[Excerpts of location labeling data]
┌────────
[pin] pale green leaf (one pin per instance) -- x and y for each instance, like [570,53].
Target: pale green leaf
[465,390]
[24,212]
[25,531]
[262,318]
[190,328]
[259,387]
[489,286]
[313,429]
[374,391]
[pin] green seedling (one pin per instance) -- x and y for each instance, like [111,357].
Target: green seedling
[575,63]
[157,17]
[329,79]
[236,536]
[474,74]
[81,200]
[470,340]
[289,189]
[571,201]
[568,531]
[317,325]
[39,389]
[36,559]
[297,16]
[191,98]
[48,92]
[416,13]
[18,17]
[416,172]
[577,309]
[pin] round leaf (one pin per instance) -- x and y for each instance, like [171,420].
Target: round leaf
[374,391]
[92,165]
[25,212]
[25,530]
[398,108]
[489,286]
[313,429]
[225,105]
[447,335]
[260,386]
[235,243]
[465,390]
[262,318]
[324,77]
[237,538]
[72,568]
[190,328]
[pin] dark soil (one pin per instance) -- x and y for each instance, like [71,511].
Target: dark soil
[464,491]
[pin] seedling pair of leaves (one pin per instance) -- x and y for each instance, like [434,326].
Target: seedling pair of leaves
└────────
▶ [Exercise]: Take the entries above and transcribe them exactly.

▶ [Solved problem]:
[pin] pale green leaf (one pin per instance) -- x and y for each instance, like [570,53].
Target: pale green leaf
[465,390]
[24,212]
[25,531]
[262,318]
[190,328]
[259,387]
[489,286]
[313,429]
[374,391]
[pin] green seedling (one pin per instance) -- x and y for each instance, like [111,357].
Target: green seedling
[575,63]
[157,17]
[329,79]
[236,536]
[474,74]
[81,200]
[470,340]
[289,189]
[571,201]
[568,531]
[317,325]
[39,389]
[36,559]
[297,16]
[191,98]
[48,92]
[416,13]
[18,17]
[416,172]
[577,309]
[pin] round leaf (one pin per instance) -- x and y for each instance, like [171,420].
Target: round leaf
[374,391]
[92,165]
[25,212]
[25,530]
[398,108]
[489,286]
[313,429]
[225,105]
[447,335]
[260,386]
[235,243]
[465,390]
[262,318]
[324,77]
[237,538]
[72,568]
[190,328]
[pin] dark soil (one pin per instance) -- x and y for each instance, like [71,511].
Target: dark soil
[464,491]
[pin] seedling pair of leaves (one pin per instance) -- x and y for each instance, like [434,326].
Target: seedling pair of leaves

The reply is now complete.